Data for analysis »

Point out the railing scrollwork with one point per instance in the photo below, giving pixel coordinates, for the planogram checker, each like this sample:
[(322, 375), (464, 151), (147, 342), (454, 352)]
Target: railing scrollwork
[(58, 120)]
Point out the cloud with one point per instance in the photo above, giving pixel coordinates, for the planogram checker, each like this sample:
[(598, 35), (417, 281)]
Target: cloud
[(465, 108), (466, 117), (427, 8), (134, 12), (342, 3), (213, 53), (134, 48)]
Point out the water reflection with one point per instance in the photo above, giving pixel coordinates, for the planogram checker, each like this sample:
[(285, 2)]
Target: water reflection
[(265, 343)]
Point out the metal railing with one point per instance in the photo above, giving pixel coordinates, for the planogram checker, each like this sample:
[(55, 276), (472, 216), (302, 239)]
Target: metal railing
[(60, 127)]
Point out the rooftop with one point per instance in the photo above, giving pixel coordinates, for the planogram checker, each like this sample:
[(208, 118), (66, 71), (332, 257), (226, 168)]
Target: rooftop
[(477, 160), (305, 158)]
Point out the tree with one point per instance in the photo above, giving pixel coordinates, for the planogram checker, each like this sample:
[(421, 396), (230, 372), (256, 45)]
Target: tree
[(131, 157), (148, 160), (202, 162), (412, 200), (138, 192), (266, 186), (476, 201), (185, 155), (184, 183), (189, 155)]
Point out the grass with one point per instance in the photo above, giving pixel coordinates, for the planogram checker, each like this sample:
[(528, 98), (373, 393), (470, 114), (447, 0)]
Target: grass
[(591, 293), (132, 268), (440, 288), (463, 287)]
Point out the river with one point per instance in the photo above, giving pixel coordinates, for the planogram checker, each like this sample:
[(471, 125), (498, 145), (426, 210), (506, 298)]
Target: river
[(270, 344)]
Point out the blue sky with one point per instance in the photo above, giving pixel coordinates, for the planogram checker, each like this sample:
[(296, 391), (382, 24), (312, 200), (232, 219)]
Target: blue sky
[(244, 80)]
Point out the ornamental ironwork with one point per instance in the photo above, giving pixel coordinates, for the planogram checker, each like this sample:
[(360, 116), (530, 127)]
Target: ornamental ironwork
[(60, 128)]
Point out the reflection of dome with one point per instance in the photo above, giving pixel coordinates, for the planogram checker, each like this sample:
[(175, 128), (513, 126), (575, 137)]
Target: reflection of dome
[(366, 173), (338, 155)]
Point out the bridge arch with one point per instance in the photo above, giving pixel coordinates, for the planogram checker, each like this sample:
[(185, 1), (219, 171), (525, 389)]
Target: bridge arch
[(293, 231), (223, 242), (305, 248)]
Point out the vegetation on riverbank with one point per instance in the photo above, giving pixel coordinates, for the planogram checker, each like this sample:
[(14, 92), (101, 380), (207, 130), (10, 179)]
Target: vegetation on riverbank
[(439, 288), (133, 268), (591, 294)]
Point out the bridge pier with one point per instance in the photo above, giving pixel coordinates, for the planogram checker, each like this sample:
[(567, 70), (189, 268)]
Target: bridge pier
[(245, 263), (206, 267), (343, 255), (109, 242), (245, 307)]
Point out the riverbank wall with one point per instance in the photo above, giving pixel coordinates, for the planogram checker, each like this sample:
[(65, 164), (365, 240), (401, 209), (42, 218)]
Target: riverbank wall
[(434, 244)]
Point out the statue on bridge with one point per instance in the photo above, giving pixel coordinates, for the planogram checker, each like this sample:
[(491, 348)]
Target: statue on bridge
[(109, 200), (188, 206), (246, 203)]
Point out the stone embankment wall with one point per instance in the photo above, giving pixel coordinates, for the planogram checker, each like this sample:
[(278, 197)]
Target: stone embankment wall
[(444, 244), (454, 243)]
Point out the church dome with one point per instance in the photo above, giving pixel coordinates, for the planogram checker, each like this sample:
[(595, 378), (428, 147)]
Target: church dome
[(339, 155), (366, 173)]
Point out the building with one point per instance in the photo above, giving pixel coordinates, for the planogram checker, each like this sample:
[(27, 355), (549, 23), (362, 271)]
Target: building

Aim of the exercise » Copy each line of the listing that carries the string "building".

Result for this task »
Point out the building with one point per instance in the photo above, giving pixel coordinates, for the planogram checker, each like this sample:
Target: building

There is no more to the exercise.